*AUFGABEN UND ÜBUNGEN*
[1] Beantworte anhand des Textes über das Zugunglück in Griechenland diese Fragen:
(a) Wie viele Menschen saßen in dem Zug?
(b) Aus welcher Stadt kommt Anna Weszelits?
(c) Aus welchem Land stammt der Anbieter, der den Zugverkehr in Griechenland aktuell betreibt?
[2] Entnimm dem Text über das Zugunglück in Griechenland den Abschnitt, der mit „Gespart bis zur“ beginnt und bis einschließlich „wie in Griechenland.“ reicht. Gib ihn unverändert wieder.

*VORLIEGENDER TEXT*

┌────────

Insiderin zum Zugunglück in Griechenland: "Retro und schön, aber nicht wirklich sicher"
Am 1. März kollidierten im Norden Griechenlands ein Güter- und ein Passagierzug. 350 Menschen saßen in dem Zug, fast 60 kamen bei dem Zusammenstoß bei der Stadt Larissa ums Leben, mehr als Hundert sind verletzt. Eine Person wurde festgenommen, aber damit sind die Griechen unzufrieden. Es gab einen Streik der Bahngesellschaft und Proteste in Athen.
Fehler im System
"Natürlich kann man sagen, das war menschliches Versagen, aber menschliches Versagen sollte zu so etwas gar nicht führen können".
Anna Weszelits ist aus Wien, sie arbeitet in der Eisenbahnbranche, ihr Metier ist Sicherheit im Verkehr. Ein Teil ihrer Familie stammt aus Griechenland, sie war selbst vor zwei Wochen auf der Zugstrecke, auf der sich der Unfall ereignet hat, unterwegs. Das Unglück ist für sie absolut schockierend, aber dass es dazu kam, nicht überraschend.
Menschliches Versagen sei immer möglich und es sei die Aufgabe eines Infrastrukturbetreibers alles zu tun, dass es aufgrund dieser Fehler trotzdem nicht zu schweren Unfällen kommen könnte, findet sie.
Im Rest Europas gebe es technische Sicherheitssysteme, da könne der Zug gar nicht fahren, wenn sich ein anderer auf der selben Strecke befinden würde. In Griechenland nicht. Deshalb war auch die Suche nach den Verletzten so schwierig, sagt Anna, weil der genaue Unfallort einfach nicht bekannt war. Der europäische Normalstandard sei es, dass es technische Hilfsmittel anzeigen, wo Züge unterwegs sind.
Gespart bis zur Unsicherheit
Die griechischen öffentlichen Verkehrsmittel wurden im Zuge der Sparmaßnahmen nach der Staatsschuldenkrise verkauft. Der Zugverkehr wird aktuell von einem italienischen Anbieter betrieben. Anna findet, dass der Staat die Infrastruktur betreiben sollte, denn dann könnten diese Rechte auch eingefordert werden.
Neue Züge würden auf den griechischen Strecken nicht für mehr Sicherheit sorgen, es sei die Infrastruktur einfach zu veraltet. In Italien hätte der Bahnbetreiber auch nicht dieselben Sicherheitsprobleme wie in Griechenland.
Bei ihrer letzten Zugreise in Griechenland sei ihr der alte Zustand der Verkehrsmittel sehr aufgefallen. "Es ist zwar Retro und schön, aber nicht wirklich sicher", sagt sie. In den Bahnhöfen sei unklar, wann überhaupt Züge fahren würden, weil nicht klar ist, wo diese im Moment unterwegs sind.
Wut der Bevölkerung
Die Menschen in Griechenland seien wütend, sagt Anna. Der Mann, der den Fehler im Bahnhof von Larissa gemacht hat, wurde festgenommen. "Das reicht aber nicht", sagt Anna. Die Menschen würden nicht vergessen, dass es anlässlich der "harten Einsparung" zu diesen Verkümmerungen in der Infrastruktur gekommen sei.
Der Unfall sei so verheerend gewesen, dass auf der betroffenen Strecke länger keine Züge mehr unterwegs sein würden, glaubt Anna.
Mehr dazu:
Zusammenfassung
- In Griechenland kamen bei einem Zugunglück fast 60 Menschen um, PULS 24 hat mit einer Insiderin über ihre Erfahrungen mit Zugreisen in Griechenland gesprochen.
- Es sei nicht wirklich sicher, das habe auch mit der Staatsschuldenkrise zu tun.

└────────

*BEREITGESTELLTE DATEN*
┌────────

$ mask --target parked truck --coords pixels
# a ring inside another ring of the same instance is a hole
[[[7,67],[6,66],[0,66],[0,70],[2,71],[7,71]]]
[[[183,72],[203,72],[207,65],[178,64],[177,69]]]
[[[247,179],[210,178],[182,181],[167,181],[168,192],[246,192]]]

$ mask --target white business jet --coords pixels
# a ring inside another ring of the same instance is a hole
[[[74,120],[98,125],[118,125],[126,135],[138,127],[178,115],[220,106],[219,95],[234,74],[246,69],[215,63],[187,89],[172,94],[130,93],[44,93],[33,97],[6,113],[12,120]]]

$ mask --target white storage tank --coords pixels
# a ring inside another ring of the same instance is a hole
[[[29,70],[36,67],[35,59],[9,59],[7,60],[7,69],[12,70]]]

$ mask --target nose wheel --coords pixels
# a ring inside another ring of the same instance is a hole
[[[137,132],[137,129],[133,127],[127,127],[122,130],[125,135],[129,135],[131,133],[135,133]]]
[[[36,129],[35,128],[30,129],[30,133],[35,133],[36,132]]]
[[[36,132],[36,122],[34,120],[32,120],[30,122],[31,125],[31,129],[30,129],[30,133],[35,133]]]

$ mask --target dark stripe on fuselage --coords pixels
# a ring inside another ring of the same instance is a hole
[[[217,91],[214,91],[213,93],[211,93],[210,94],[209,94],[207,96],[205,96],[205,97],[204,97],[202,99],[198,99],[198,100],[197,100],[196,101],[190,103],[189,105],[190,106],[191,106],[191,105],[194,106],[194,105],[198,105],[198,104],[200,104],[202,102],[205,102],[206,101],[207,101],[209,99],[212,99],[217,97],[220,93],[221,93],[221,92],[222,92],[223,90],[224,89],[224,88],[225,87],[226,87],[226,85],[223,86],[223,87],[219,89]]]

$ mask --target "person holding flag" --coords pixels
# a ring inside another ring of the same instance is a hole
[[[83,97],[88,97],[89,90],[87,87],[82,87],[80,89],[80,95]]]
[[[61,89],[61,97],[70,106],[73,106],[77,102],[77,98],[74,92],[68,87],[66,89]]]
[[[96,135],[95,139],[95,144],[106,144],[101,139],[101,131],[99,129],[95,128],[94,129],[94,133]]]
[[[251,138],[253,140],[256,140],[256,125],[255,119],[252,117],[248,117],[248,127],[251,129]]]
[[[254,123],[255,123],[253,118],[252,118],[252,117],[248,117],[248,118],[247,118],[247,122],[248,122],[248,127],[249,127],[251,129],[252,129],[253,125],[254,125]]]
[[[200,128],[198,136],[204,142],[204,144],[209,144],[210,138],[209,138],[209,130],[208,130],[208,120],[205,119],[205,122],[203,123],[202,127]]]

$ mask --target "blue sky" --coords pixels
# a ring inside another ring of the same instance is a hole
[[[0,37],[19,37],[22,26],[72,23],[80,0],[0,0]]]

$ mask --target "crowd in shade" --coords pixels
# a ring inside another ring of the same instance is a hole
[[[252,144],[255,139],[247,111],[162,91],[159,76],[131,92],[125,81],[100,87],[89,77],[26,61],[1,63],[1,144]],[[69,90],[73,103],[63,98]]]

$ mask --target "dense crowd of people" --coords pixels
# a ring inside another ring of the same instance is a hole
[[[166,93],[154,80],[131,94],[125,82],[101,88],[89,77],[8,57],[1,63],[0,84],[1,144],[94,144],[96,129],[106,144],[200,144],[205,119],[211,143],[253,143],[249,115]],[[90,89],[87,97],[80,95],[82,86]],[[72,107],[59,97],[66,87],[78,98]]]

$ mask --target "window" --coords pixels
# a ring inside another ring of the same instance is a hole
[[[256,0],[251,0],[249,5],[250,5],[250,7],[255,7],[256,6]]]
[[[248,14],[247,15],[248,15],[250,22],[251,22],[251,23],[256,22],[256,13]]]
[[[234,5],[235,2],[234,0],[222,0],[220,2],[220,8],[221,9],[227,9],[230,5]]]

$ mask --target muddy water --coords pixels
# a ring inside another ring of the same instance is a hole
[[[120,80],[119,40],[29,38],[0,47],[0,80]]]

└────────

*LÖSUNGEN DER AUFGABEN*
[1]
(a) In dem Zug saßen 350 Menschen.
(b) Anna Weszelits kommt aus Wien.
(c) Der Anbieter stammt aus Italien.

[2]
Gespart bis zur Unsicherheit
Die griechischen öffentlichen Verkehrsmittel wurden im Zuge der Sparmaßnahmen nach der Staatsschuldenkrise verkauft. Der Zugverkehr wird aktuell von einem italienischen Anbieter betrieben. Anna findet, dass der Staat die Infrastruktur betreiben sollte, denn dann könnten diese Rechte auch eingefordert werden.
Neue Züge würden auf den griechischen Strecken nicht für mehr Sicherheit sorgen, es sei die Infrastruktur einfach zu veraltet. In Italien hätte der Bahnbetreiber auch nicht dieselben Sicherheitsprobleme wie in Griechenland.